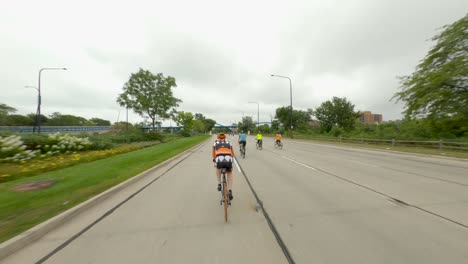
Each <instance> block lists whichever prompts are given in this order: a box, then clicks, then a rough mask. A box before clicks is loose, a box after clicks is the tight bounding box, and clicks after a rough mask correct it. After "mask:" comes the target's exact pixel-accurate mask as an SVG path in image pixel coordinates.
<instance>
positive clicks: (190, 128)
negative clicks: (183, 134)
---
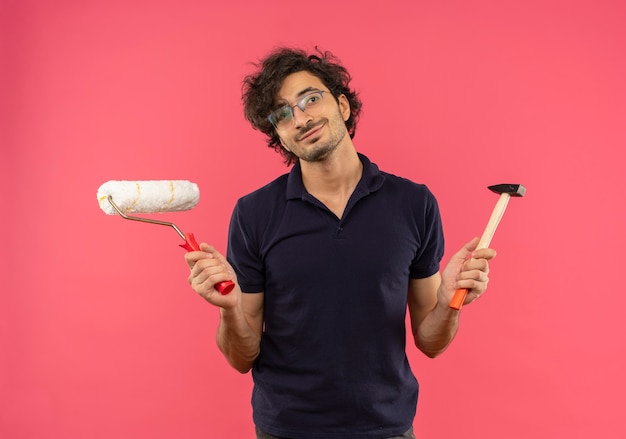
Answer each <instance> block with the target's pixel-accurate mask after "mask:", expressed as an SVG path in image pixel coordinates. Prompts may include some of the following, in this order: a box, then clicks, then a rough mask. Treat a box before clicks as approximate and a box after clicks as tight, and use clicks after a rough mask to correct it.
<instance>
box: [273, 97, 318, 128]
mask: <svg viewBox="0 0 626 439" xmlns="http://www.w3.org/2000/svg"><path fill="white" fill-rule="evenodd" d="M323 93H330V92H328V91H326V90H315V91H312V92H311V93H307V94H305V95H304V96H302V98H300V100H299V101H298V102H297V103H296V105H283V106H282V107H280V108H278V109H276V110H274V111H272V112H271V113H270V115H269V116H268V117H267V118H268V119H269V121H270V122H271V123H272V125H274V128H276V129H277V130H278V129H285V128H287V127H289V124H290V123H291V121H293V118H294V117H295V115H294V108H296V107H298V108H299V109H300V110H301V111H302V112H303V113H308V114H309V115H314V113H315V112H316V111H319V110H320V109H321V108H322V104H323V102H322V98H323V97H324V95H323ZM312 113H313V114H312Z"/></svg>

§ **Task directions**:
In the listing above, find the line with "Each <instance> block lists" and the line with "negative clicks: (183, 134)", then print exactly those lines and every line between them.

§ **Task result**:
Each <instance> block lists whichever prompts are given in this order: a box, then clicks, then a rough mask. A box before clicks is loose, a box after clicks is the tight bounding box, and clicks after a rough mask correct it. After "mask:" comes the target's exact pixel-accurate mask as an SVG path in image pixel coordinates.
<instance>
positive clicks: (190, 128)
negative clicks: (183, 134)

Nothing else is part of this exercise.